START Data provided

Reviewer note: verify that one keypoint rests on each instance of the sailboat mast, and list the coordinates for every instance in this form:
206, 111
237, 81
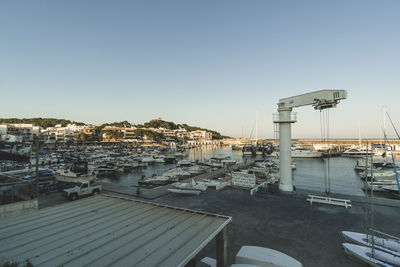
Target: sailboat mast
359, 135
256, 124
384, 128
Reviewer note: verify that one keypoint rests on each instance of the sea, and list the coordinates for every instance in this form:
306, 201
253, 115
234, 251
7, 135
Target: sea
310, 174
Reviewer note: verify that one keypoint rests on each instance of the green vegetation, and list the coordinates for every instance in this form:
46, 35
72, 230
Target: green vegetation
140, 133
157, 137
172, 126
113, 134
117, 124
42, 122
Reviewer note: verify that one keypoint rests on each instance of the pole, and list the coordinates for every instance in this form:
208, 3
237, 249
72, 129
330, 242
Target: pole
285, 151
37, 167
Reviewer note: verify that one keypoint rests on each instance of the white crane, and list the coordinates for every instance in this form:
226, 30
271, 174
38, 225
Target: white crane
319, 100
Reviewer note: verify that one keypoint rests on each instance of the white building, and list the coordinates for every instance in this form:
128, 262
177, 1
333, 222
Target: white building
200, 135
23, 132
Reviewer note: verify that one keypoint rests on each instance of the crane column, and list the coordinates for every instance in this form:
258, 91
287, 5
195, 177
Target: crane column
285, 149
321, 99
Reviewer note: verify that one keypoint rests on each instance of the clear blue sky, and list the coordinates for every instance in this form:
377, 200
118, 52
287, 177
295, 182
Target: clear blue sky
207, 63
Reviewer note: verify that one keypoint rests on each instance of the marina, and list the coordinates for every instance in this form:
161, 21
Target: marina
200, 134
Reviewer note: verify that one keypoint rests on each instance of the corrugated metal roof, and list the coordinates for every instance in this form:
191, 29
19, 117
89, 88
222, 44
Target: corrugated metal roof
106, 230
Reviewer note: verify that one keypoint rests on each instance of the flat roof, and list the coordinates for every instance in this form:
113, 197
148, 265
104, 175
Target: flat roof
108, 230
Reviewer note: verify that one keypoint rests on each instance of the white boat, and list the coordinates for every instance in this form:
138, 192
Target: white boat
148, 159
184, 163
77, 171
354, 152
299, 152
374, 257
156, 180
366, 240
243, 179
191, 186
260, 256
184, 191
394, 188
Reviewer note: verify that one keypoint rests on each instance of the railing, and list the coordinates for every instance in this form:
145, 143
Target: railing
276, 119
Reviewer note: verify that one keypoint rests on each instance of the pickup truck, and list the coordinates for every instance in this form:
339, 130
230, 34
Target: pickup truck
83, 188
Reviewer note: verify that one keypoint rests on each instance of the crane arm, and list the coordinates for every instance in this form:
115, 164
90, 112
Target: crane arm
319, 99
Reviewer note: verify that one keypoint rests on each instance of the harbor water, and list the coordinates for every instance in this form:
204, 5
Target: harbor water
309, 173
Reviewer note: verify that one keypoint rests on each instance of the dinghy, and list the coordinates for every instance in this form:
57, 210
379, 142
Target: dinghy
183, 191
378, 258
260, 256
191, 186
366, 240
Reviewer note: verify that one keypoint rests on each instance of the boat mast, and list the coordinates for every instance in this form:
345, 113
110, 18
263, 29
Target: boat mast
256, 125
359, 135
384, 130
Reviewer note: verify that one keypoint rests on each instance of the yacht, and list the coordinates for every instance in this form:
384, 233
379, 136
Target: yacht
300, 152
354, 152
77, 171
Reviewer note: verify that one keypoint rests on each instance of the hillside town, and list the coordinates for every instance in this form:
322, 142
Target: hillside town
72, 133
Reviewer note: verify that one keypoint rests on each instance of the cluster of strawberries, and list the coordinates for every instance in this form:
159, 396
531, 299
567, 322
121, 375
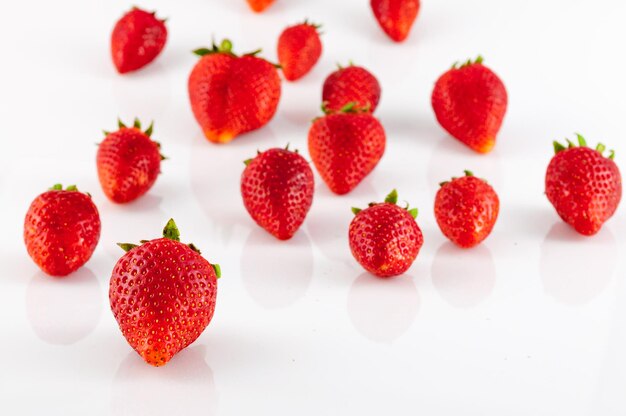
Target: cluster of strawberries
162, 292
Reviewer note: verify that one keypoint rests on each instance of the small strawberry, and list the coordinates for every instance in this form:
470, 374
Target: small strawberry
299, 49
162, 295
259, 5
470, 102
277, 190
128, 162
232, 94
345, 147
584, 187
61, 230
396, 17
466, 210
351, 84
384, 238
137, 39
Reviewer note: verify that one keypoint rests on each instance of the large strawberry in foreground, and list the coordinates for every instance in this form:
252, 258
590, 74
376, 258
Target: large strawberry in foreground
137, 39
162, 295
61, 230
231, 94
277, 190
583, 185
470, 102
346, 146
128, 162
385, 238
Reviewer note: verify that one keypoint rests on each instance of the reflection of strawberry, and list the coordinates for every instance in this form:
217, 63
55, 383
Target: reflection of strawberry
232, 94
61, 230
345, 147
584, 187
384, 238
137, 39
162, 294
277, 190
466, 210
470, 102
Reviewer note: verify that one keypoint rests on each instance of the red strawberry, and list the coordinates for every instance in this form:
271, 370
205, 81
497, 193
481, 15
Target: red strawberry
259, 5
299, 49
345, 147
466, 210
231, 95
137, 39
384, 238
584, 187
162, 295
470, 102
396, 17
277, 191
352, 84
128, 163
61, 230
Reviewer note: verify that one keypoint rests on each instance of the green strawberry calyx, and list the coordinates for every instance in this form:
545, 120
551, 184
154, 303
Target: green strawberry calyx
600, 148
392, 199
171, 232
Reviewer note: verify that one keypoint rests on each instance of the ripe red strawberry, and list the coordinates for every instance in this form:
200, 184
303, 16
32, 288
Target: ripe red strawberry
299, 49
352, 84
470, 102
277, 190
396, 17
259, 5
137, 39
384, 238
584, 187
345, 147
231, 95
61, 230
466, 210
162, 295
128, 162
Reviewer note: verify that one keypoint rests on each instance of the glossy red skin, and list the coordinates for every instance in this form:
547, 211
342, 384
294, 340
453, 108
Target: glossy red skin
259, 5
61, 231
162, 295
396, 17
277, 190
584, 187
352, 84
299, 49
385, 239
137, 39
233, 95
128, 163
345, 148
466, 209
470, 104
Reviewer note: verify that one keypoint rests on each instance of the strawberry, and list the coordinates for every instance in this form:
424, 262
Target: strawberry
162, 295
385, 238
584, 187
277, 190
299, 49
61, 230
345, 147
137, 39
396, 17
231, 95
351, 84
259, 5
466, 210
470, 102
128, 162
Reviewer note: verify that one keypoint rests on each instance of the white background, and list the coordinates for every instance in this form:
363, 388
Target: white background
533, 322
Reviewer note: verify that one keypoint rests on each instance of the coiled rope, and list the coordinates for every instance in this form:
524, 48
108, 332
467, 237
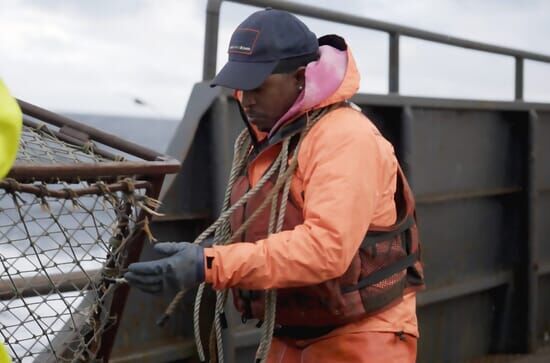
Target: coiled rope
222, 235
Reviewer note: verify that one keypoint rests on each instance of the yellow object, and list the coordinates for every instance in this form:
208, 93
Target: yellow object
10, 131
4, 357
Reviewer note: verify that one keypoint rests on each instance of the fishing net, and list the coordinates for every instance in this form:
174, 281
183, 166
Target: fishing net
63, 244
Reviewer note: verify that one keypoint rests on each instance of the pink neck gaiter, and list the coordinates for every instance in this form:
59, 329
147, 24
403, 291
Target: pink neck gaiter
322, 79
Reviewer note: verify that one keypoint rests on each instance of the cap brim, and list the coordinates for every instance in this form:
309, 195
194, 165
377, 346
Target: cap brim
243, 75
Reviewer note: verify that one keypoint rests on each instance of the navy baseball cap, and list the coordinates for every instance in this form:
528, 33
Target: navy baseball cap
268, 41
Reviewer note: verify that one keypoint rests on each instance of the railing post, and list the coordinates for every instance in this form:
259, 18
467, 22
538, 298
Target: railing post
519, 78
394, 63
532, 237
211, 39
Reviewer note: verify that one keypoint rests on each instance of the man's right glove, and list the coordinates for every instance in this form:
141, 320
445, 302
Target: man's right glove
182, 269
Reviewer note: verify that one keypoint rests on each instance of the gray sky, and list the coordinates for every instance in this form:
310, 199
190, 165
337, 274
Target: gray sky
97, 56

END Data provided

*Exercise prompt*. Every record should be duplicated exactly, though any picture in it must be left out.

*Result of the exercise*.
Reviewer note: verify that one keypoint rests on each instance of the sailboat mast, and list the coordinates for every instance in this form:
206, 111
237, 81
Target: sailboat mast
359, 135
256, 124
384, 128
Reviewer note: verify that one keypoint rests on each instance of the sea, and list the coordinates for every instance in this form:
306, 201
253, 115
234, 251
7, 135
Target: sea
310, 174
Reviewer note: verify that one keypoint rests on each instance of the green vegetation, and list the coordinates for every instance in this form:
46, 35
72, 230
Target: green vegetation
140, 133
157, 137
172, 126
113, 134
117, 124
42, 122
Reviewer note: verify that one keypoint rests on each instance of the pole, and list the coordinates for every instance in this form:
208, 3
237, 249
72, 129
330, 242
Target: pole
285, 151
37, 167
Reviewer note: verify that one keypoint rests on each instance of the white crane, and list the coordinates for every instance in this form:
226, 30
271, 174
38, 225
Target: white crane
319, 100
Reviewer note: verify that one keypoint rests on each instance of the white building, and list the coordinates for every instance in this form:
128, 262
177, 1
333, 222
Target: white building
200, 135
23, 132
Reviewer note: verify that one keypoint rests on each instance of the crane column, and list the coordinates for every instance in this form:
258, 91
287, 5
195, 177
Target: crane column
285, 149
321, 99
Reviewer note: verify that one keypoint rests on each instance of the clear blue sky, and list the coordinates for every instance in this form:
377, 200
118, 52
287, 177
295, 182
Target: clear blue sky
207, 63
Reviewer note: verify that one keypoint rests on each instance of the marina, and list the coordinates for every instance in this form:
161, 21
Target: marina
200, 134
Reviewer note: verify that one keypoint rests on each instance of the corrugated metal roof, and list the coordinates for every instance in this form:
191, 29
19, 117
89, 88
222, 44
Target: corrugated metal roof
106, 230
Reviewer note: verify that one keypoint rests on each instance of the flat roof, and list the coordinates for every instance in this form:
113, 197
148, 265
104, 175
Target: flat roof
108, 230
Reviewer note: verify that one keypoint rests on each instance of the white boat, and list the coordinates for every instance in this form:
138, 192
Target: white boat
148, 159
184, 163
77, 171
354, 152
299, 152
374, 257
156, 180
366, 240
243, 179
191, 186
260, 256
184, 191
394, 188
Reviewer note: verify that one keypoint rests on each instance of the railing, and list the coordinates for every instance in this form:
145, 143
Target: railing
276, 119
Reviewer note: verify that one keypoint rests on each instance of the pickup truck, and list the coordinates for every instance in this form:
339, 130
230, 34
Target: pickup truck
83, 188
Reviewer note: verify that one keypoint rests on each instance of the crane arm, and list the coordinates for every instance in this form:
115, 164
90, 112
Target: crane arm
319, 99
Reviewer note: verify that one keypoint rests on each instance of the harbor water, and list the coordinates for every instance in this form:
204, 5
Target: harbor water
309, 173
Reviewer note: verify that one keypoint rests on each instance of the dinghy, and list the coordinates for every instance in this form:
57, 210
379, 142
Target: dinghy
183, 191
378, 258
260, 256
191, 186
366, 240
Reviewer note: verify that one keypoint rests on each instance of the boat mast, and list the coordinates for every instance in this form:
345, 113
110, 18
263, 29
Target: boat mast
256, 125
359, 135
384, 130
Reviewer note: verify that one keypoint rests on each instance of the yacht, and list the coordinates for every instance in this form:
384, 233
379, 136
Target: yacht
300, 152
354, 152
77, 171
Reviewer note: verify that one keypoint rests on each instance of the hillside town, and list the coordinates for every instance in this form:
322, 142
Target: hillside town
72, 133
Reviewer note: verify that one keypoint rests on each instance of the cluster of strawberries, and list the coordinates for every instance in this form:
159, 396
531, 299
567, 322
121, 375
Target: cluster of strawberries
162, 292
Reviewer note: verify that one keypoint rests on each instance of the small strawberry, and list the coordinates for every instance in this form:
470, 374
Target: small strawberry
299, 49
162, 295
259, 5
470, 102
277, 190
128, 162
232, 94
345, 147
584, 187
61, 230
396, 17
466, 210
351, 84
384, 238
137, 39
Reviewer note: verify that one keypoint rests on each instance of the large strawberry in foreground, and list the coordinates for every instance in this form:
252, 258
590, 74
376, 258
Target: large strawberry in foreground
137, 39
162, 295
61, 230
231, 94
277, 190
583, 185
470, 102
346, 146
128, 162
385, 238
Reviewer note: verify that one keypoint rests on each instance of the reflection of strawberry, and list the coordinates for every instance in this form:
217, 63
55, 383
Target: reflection of strawberry
232, 94
61, 230
345, 147
584, 187
384, 238
137, 39
162, 294
277, 190
466, 210
470, 102
Reviewer note: verify that one keypoint rests on each instance of the red strawberry, and list the coordinates for every instance in this form:
271, 370
205, 81
497, 193
481, 15
Target: red strawberry
259, 5
299, 49
345, 147
466, 210
231, 95
137, 39
384, 238
584, 187
162, 295
470, 102
396, 17
277, 191
352, 84
128, 163
61, 230
Reviewer note: verify that one keypoint rests on each instance of the green strawberry calyx, and list the coordinates for every instance in this form:
545, 120
551, 184
154, 303
Target: green strawberry calyx
600, 148
392, 199
171, 232
Reviewer note: verify that one keypoint rests on each instance of the ripe red strawberry, and list the coordinates for every instance in this form:
200, 184
303, 16
32, 288
Target: ripe red strawberry
299, 49
352, 84
470, 102
277, 190
396, 17
259, 5
137, 39
384, 238
584, 187
345, 147
231, 95
61, 230
466, 210
162, 295
128, 162
Reviewer note: verify that one keypoint rests on each instance of the glossy red skin, and list the coordinates for every instance in this form:
547, 211
342, 384
294, 340
453, 108
Target: glossy red skin
259, 5
61, 231
162, 295
396, 17
277, 190
584, 187
352, 84
299, 49
385, 239
137, 39
233, 95
128, 163
345, 148
466, 209
470, 104
Reviewer note: verify that one keypoint rests on each instance of the strawberry, and list the coordinates for every instance in this form:
424, 262
Target: strawberry
162, 295
385, 238
584, 187
277, 190
299, 49
61, 230
345, 147
137, 39
396, 17
231, 95
351, 84
259, 5
466, 210
470, 102
128, 162
Reviewer note: verify that one keypoint rests on each instance of the white background, and list the coordinates for every instance in this form:
363, 388
Target: white background
533, 322
Reviewer note: verify that one keypoint rests on each instance of the coiled rope, and list the coordinates for every instance in this form:
524, 48
108, 332
467, 237
Target: coiled rope
222, 235
Reviewer note: verify that one keypoint rests on each instance of the yellow object, and list the coordinates for every instance in this form:
208, 93
Target: yellow object
10, 131
4, 357
Reviewer note: verify that one keypoint rests on each instance of the fishing net, and list the coordinates for every instance in this form:
174, 281
183, 166
Target: fishing net
63, 244
Reviewer note: verify that one keypoint rests on each instance of the pink neck gaiter, and list the coordinates for every instance in this form:
59, 329
147, 24
403, 291
Target: pink neck gaiter
322, 79
Reviewer note: verify that one keypoint rests on each instance of the cap brim, and list the coordinates for every instance in this form:
309, 195
194, 165
377, 346
Target: cap brim
243, 75
Reviewer note: verify that one keypoint rests on each instance of the navy baseball cap, and list the coordinates for every instance in this form:
528, 33
Target: navy baseball cap
268, 41
Reviewer note: verify that one keypoint rests on each instance of the railing post, and list the coordinates for every instance in this form:
259, 18
467, 22
538, 298
Target: railing post
519, 78
394, 63
532, 237
211, 39
Reviewer note: verify that one keypoint rests on each instance of the man's right glove, and list the coordinates for every instance in this form:
141, 320
445, 302
Target: man's right glove
182, 269
Reviewer note: verify that one keypoint rests on each instance of the gray sky, and list the coordinates for every instance in this form:
310, 199
190, 165
337, 274
Target: gray sky
97, 56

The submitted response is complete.